**Record excerpts**
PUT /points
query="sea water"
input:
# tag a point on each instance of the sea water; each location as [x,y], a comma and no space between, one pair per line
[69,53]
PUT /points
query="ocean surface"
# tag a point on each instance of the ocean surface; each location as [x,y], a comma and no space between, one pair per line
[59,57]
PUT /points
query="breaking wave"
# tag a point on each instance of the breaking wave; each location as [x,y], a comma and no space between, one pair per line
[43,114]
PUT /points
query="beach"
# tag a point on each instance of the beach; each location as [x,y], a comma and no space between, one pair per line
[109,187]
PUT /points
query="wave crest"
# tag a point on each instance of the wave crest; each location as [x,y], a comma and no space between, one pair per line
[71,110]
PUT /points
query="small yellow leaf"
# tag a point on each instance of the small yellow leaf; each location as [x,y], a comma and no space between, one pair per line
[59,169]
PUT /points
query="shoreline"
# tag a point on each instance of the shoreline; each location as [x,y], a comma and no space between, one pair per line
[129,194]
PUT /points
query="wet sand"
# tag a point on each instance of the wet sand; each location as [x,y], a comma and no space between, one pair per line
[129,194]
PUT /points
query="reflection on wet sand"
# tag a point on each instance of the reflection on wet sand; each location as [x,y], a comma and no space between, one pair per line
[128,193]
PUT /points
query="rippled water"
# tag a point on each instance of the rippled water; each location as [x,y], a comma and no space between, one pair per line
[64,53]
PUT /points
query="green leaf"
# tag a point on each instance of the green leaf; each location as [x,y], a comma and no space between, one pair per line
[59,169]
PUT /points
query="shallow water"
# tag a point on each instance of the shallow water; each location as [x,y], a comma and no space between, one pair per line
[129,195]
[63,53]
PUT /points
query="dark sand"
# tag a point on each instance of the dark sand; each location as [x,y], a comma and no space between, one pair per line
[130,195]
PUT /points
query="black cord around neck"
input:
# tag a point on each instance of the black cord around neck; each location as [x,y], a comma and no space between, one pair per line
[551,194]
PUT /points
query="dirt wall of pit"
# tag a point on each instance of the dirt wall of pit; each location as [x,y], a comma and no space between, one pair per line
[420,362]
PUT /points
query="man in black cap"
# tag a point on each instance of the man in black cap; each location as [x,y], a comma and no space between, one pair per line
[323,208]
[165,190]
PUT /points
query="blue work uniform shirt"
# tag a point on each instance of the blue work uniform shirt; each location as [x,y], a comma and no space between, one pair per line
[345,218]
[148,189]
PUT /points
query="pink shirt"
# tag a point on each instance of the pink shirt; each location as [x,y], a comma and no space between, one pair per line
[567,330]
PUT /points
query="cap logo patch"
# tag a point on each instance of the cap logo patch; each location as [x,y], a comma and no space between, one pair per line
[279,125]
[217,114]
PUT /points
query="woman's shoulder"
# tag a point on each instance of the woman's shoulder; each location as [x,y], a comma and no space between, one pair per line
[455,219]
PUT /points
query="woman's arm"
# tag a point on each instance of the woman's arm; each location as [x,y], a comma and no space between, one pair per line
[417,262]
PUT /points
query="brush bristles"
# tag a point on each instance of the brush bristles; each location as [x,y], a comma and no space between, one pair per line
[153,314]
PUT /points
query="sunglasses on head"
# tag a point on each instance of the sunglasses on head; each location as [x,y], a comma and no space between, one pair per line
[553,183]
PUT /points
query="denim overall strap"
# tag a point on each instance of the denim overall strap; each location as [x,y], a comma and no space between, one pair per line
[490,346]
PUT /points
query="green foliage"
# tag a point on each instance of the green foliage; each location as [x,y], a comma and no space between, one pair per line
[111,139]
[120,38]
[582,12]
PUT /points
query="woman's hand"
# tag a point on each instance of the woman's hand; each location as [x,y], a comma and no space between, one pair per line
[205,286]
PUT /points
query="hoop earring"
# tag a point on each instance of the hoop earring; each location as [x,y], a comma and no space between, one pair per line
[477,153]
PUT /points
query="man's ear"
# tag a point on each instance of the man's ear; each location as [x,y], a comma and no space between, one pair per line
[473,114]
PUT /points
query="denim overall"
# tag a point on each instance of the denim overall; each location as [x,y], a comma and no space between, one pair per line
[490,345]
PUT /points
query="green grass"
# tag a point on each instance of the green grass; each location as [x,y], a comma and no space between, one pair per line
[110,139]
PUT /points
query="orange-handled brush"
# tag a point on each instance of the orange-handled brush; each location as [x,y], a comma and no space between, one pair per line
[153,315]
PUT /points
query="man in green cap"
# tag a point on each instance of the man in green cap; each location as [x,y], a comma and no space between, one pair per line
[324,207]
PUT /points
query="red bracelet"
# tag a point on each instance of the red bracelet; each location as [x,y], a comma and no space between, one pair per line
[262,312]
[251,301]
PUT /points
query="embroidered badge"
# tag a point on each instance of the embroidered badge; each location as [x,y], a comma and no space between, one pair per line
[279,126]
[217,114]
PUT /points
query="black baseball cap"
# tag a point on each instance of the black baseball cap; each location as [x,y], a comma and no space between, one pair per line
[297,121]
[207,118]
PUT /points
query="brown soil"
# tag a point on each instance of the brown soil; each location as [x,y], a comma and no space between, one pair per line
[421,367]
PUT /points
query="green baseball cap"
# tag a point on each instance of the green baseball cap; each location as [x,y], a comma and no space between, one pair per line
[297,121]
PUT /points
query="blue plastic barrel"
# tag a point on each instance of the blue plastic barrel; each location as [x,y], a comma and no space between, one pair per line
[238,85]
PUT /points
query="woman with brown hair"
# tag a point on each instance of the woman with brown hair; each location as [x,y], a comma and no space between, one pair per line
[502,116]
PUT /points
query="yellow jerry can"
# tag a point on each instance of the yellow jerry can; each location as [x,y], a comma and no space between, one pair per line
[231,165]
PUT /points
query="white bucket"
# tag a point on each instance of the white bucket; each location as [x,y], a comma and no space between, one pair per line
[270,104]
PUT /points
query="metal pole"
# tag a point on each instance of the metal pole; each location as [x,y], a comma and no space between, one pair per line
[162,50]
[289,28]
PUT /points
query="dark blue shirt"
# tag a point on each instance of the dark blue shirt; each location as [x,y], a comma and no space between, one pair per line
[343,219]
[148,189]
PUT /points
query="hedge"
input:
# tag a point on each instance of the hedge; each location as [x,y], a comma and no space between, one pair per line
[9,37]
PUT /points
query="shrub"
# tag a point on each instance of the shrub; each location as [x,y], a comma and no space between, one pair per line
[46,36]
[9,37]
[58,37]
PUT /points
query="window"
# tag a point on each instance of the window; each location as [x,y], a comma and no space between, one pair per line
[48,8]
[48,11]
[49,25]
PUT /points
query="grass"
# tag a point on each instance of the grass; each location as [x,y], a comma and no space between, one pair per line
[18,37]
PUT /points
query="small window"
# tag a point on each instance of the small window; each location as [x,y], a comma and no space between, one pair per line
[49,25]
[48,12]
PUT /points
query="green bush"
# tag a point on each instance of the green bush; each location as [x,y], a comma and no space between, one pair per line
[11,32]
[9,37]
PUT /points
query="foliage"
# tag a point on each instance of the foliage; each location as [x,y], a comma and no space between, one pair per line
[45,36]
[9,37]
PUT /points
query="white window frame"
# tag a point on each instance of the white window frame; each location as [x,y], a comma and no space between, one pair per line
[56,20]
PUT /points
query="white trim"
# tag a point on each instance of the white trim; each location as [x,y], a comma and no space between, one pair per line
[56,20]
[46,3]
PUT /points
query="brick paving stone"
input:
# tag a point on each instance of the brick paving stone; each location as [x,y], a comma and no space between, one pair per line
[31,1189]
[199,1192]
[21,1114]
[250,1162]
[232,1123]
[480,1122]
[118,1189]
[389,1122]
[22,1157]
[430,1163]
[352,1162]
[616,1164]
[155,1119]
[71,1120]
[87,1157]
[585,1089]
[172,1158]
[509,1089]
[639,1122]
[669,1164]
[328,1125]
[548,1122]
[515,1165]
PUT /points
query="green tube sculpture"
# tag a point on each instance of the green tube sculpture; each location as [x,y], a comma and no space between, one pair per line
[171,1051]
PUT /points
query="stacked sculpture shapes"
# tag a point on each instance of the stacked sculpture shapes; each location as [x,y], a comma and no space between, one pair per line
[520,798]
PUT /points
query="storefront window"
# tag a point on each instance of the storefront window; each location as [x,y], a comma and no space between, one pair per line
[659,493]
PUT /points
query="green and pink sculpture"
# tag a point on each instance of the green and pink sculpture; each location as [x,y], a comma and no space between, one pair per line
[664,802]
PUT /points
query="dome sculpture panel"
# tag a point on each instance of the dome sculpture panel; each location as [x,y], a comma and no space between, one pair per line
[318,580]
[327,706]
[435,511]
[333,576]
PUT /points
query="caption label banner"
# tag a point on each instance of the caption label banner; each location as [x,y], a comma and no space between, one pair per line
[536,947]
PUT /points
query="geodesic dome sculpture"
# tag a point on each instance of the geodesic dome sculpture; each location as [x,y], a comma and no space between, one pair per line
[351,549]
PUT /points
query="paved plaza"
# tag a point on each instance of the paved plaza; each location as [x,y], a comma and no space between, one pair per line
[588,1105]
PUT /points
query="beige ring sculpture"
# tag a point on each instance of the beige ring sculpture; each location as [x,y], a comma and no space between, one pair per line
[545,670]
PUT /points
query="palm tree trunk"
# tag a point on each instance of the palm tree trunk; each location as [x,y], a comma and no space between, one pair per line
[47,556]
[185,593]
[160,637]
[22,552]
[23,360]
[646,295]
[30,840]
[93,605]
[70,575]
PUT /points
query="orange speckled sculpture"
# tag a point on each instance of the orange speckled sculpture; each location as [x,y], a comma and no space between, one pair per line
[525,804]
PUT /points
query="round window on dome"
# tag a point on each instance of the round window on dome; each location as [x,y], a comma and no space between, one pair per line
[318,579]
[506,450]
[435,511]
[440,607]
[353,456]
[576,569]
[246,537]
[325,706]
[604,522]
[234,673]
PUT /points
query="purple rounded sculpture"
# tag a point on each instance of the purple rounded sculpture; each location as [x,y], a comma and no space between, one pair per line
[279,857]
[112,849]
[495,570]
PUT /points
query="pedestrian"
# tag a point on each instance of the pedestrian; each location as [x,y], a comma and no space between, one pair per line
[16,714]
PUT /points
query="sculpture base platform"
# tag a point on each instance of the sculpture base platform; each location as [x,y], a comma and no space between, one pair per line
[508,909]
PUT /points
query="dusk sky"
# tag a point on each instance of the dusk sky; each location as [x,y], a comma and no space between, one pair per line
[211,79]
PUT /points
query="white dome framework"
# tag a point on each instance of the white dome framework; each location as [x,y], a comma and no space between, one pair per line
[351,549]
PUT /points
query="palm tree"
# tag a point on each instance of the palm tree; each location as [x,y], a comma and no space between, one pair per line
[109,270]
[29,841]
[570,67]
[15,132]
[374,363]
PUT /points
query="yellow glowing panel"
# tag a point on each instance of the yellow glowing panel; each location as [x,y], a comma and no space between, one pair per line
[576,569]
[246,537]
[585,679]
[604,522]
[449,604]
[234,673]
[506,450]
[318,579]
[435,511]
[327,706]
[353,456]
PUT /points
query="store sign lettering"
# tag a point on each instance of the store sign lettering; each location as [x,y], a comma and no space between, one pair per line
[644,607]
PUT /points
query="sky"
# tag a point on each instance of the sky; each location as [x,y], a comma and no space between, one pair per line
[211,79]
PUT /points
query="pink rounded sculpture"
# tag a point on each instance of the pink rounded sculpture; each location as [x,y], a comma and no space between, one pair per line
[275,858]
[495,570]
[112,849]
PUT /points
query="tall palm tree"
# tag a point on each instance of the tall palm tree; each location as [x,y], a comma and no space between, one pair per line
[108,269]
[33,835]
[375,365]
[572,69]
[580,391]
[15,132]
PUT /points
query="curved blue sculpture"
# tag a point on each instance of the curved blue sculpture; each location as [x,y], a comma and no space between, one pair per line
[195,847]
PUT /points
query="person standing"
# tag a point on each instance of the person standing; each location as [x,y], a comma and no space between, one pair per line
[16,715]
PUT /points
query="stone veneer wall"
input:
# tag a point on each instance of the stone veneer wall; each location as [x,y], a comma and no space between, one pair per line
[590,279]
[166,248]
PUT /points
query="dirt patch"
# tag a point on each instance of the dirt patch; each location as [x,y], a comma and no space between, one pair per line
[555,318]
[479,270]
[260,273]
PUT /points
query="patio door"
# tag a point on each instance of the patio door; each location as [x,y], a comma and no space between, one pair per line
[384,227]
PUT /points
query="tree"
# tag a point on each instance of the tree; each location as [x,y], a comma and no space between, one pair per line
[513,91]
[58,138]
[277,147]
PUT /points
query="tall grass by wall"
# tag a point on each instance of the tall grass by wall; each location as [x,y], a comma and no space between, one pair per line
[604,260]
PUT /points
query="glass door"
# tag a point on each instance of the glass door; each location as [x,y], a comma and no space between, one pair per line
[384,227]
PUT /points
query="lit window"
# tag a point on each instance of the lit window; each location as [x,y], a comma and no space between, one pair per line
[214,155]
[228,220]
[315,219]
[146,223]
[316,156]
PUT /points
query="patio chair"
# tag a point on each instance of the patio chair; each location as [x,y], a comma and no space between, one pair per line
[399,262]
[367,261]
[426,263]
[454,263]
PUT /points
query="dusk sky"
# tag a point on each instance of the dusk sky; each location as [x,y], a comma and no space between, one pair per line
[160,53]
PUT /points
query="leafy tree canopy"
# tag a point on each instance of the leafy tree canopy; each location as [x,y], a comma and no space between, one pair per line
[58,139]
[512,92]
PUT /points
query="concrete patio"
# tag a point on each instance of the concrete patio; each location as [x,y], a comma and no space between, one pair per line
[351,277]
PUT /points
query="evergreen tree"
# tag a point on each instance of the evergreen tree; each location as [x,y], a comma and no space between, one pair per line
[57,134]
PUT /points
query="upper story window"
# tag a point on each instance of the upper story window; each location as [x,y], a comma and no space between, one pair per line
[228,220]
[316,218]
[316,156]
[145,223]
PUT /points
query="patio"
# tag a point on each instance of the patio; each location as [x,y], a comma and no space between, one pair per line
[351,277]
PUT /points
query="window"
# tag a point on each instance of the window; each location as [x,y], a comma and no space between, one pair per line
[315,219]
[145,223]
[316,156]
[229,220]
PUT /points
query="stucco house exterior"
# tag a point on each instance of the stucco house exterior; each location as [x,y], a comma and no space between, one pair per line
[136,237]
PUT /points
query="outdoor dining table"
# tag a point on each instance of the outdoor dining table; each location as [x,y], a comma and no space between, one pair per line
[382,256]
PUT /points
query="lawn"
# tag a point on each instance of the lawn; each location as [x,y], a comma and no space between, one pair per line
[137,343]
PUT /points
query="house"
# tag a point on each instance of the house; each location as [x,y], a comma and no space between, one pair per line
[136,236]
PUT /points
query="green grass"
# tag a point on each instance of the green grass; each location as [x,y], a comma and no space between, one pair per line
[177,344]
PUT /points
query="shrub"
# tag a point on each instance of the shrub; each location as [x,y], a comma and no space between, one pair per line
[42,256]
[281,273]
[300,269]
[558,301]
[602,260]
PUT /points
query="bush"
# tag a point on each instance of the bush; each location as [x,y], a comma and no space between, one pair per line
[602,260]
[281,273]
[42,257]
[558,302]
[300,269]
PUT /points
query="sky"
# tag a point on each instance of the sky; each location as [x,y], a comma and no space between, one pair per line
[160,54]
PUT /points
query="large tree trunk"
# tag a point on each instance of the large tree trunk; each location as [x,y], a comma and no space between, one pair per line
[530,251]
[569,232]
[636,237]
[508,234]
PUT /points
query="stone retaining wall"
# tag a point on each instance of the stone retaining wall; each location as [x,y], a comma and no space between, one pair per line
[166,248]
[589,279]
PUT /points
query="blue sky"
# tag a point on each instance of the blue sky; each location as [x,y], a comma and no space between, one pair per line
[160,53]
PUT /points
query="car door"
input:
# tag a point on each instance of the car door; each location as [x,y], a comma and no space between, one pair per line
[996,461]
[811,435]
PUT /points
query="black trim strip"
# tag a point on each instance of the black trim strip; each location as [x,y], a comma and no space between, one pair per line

**Objective**
Which lines above contain the string "bristles"? Pull out each of them in full, matching case exactly.

**Exercise solution**
query="brush bristles"
# tag a point on each instance of the brush bristles; each location as [x,y], a comma and no space between, one pair per line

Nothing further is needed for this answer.